- **Stored entries**:
'''
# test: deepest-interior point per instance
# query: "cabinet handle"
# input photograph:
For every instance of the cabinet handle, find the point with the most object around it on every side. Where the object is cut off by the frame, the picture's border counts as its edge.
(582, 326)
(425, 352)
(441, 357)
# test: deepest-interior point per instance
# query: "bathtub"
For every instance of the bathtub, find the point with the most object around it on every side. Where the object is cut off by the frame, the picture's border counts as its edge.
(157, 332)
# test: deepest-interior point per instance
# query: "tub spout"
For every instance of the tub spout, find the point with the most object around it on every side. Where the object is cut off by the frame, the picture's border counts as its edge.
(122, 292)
'''
'''
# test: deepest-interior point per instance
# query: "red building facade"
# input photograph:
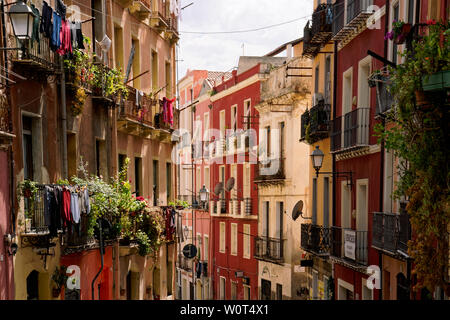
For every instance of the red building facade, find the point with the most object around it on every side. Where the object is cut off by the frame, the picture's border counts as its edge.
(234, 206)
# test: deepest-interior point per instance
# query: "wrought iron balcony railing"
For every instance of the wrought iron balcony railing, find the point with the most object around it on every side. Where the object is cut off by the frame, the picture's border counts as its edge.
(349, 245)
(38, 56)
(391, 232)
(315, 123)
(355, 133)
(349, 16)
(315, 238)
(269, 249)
'''
- **REQUIRED TASK**:
How many lines of the material contain the string "spout"? Reply with the number alone.

- **SOLUTION TO THIS TASK**:
2